*EXERCISE DESCRIPTION*:
Your job is to write out each record precisely as it stands.
(EXERCISE DATA begins)
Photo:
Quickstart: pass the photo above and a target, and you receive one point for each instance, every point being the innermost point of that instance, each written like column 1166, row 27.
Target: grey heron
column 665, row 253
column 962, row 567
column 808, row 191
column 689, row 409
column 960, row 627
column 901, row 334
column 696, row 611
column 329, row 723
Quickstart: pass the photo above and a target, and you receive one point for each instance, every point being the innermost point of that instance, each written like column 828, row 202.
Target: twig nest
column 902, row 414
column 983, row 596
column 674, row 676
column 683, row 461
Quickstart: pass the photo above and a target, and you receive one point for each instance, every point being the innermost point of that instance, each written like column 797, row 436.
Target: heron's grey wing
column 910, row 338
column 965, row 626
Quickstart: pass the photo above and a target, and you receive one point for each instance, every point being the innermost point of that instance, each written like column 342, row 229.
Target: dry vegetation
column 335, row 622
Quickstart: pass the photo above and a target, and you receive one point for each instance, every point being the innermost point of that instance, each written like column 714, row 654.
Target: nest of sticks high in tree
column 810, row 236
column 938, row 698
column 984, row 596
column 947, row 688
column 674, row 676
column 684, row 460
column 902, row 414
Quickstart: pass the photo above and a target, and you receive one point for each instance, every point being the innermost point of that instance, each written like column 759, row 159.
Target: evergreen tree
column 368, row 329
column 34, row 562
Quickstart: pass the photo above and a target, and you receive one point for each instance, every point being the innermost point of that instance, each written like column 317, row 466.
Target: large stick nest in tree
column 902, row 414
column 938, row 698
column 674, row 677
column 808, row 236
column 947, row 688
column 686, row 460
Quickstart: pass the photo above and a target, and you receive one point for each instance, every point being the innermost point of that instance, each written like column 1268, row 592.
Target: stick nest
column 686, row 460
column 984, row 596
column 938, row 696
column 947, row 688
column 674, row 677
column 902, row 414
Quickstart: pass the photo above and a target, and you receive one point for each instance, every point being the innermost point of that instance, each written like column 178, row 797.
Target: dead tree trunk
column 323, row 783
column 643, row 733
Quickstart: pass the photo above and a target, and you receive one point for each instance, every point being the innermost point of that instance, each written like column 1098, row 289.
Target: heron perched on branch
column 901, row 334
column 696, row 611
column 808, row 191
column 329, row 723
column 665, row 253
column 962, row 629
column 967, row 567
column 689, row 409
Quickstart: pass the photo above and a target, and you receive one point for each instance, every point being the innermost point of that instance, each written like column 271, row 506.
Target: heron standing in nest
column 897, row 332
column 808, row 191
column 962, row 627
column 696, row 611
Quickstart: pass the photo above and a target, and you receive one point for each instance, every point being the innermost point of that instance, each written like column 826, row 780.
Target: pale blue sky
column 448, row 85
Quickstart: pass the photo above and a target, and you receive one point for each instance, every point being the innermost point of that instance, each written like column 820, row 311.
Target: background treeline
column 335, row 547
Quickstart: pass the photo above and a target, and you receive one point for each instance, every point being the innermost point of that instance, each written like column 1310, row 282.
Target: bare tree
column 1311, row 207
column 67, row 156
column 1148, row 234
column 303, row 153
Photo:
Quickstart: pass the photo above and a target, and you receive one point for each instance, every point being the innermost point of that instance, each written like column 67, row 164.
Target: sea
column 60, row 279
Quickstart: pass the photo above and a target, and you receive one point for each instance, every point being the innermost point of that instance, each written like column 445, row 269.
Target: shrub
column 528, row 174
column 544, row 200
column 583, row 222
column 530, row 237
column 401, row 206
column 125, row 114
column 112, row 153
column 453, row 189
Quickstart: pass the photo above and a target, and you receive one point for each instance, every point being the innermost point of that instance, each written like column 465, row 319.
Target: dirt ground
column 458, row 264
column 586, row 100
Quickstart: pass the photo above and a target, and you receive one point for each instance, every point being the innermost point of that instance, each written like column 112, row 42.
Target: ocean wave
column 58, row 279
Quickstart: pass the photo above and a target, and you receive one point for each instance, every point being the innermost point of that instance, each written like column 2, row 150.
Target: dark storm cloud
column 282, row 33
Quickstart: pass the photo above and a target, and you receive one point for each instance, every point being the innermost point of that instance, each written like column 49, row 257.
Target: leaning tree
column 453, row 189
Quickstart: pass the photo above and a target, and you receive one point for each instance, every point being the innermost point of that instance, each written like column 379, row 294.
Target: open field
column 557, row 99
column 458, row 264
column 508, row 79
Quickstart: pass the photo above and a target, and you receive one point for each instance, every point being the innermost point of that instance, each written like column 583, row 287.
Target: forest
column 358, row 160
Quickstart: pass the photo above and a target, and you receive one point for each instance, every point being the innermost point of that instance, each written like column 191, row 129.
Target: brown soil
(EXERCISE DATA ends)
*RESPONSE*:
Photo:
Quickstart: pass the photo above and a target, and you receive one point for each instance, every point being the innermost point of that instance, each written like column 1166, row 27.
Target: grey heron
column 665, row 253
column 962, row 567
column 808, row 191
column 689, row 409
column 960, row 627
column 901, row 334
column 696, row 611
column 329, row 723
Quickstart: pass the photo above and a target, and you receive one point for each instance, every point being the innermost point of that instance, each written like column 828, row 202.
Target: twig nest
column 902, row 414
column 983, row 596
column 674, row 676
column 683, row 461
Quickstart: pass the photo above and a target, and you receive one point for each instance, every point being the innermost point of that instance, each written like column 797, row 436.
Target: heron's grey wing
column 910, row 338
column 965, row 626
Quickstart: pass the photo above and a target, and you receive one point for each instance, every point being the innermost point of that instance, each written like column 342, row 229.
Target: dry vegetation
column 335, row 622
Quickstart: pass the photo above and a target, and you receive one point for each instance, every point being the innermost point of that instance, each written like column 714, row 654.
Target: nest of sticks high in tree
column 810, row 236
column 938, row 698
column 984, row 596
column 947, row 688
column 674, row 676
column 684, row 460
column 902, row 414
Quickstart: pass the photo above and a target, and you receive one point for each instance, every point being the innermost point of that instance, each written like column 759, row 159.
Target: evergreen tree
column 368, row 329
column 34, row 562
Quickstart: pass the photo above and a target, and you receive one point for each instance, every point being the innermost point of that instance, each written like column 317, row 466.
Target: large stick nest in tree
column 902, row 414
column 938, row 698
column 674, row 677
column 808, row 236
column 947, row 688
column 686, row 460
Quickstart: pass the photo above and a target, and you receive one point for each instance, every point being the innermost point of that instance, each written like column 1268, row 592.
Target: stick nest
column 686, row 460
column 984, row 596
column 938, row 696
column 947, row 688
column 674, row 677
column 902, row 414
Quickstart: pass the photo above and a target, and you receive one point for each instance, every point being the innermost point of that instance, each written like column 178, row 797.
Target: dead tree trunk
column 323, row 783
column 643, row 733
Quickstart: pass the photo above and a target, and you receive one point for each instance, every point being the innermost point of that instance, each written like column 1098, row 289.
Target: heron perched on branch
column 901, row 334
column 696, row 611
column 808, row 191
column 329, row 723
column 665, row 253
column 962, row 629
column 967, row 567
column 689, row 409
Quickstart: pass the photo above and a target, and you receive one point for each instance, every point being the innermost point of that instance, each written like column 271, row 506.
Target: heron standing in nest
column 897, row 332
column 808, row 191
column 962, row 627
column 696, row 611
Quickstart: pass the photo above and a target, and you receive one point for each instance, every point being the innermost point of that instance, each written like column 826, row 780.
Target: pale blue sky
column 448, row 85
Quickstart: pass the photo above and a target, and you receive one point for each instance, every point being the innermost point of that instance, each written like column 820, row 311.
Target: background treeline
column 335, row 547
Quickstart: pass the photo above and a target, and you receive one point for each instance, every point being the innermost point of that instance, each written like column 1310, row 282.
Target: bare tree
column 1311, row 207
column 67, row 156
column 1148, row 234
column 303, row 153
Photo:
Quickstart: pass the photo above and a target, and you receive one point for each instance, every point being the innermost point of that instance, each written like column 67, row 164.
Target: sea
column 60, row 279
Quickstart: pass the photo above and a target, and you receive one point for each instance, every point being the innermost point of that instance, each written like column 445, row 269.
Target: shrub
column 528, row 174
column 544, row 200
column 583, row 222
column 530, row 237
column 401, row 206
column 125, row 114
column 112, row 153
column 453, row 189
Quickstart: pass the photo above and a target, and you receive one point for each instance, every point being the innermost point of that instance, each written like column 465, row 319.
Target: dirt ground
column 458, row 264
column 586, row 100
Quickstart: pass the photo above and a target, and you receive one point for each instance, every point being the innermost point of that instance, each written like column 112, row 42.
Target: ocean wave
column 58, row 279
Quickstart: pass the photo above and a target, and you receive one point for each instance, every point being the innermost point of that instance, each written like column 2, row 150.
Target: dark storm cloud
column 282, row 33
Quickstart: pass the photo above and a target, and you receive one point for each instance, every point being the innermost point of that instance, each written like column 49, row 257.
Target: leaning tree
column 453, row 189
Quickstart: pass the photo above and a target, and you receive one point for each instance, every point being the innermost point of that instance, each written like column 379, row 294.
Target: open field
column 557, row 99
column 458, row 264
column 508, row 79
Quickstart: pass the photo above and a target, and you receive one point for each instance, every point being the innermost point of that instance, each written like column 583, row 287.
Target: forest
column 358, row 160
Quickstart: pass the photo above and a target, and you receive one point for each instance, every point being the innermost point of that instance, each written like column 191, row 129.
Target: brown soil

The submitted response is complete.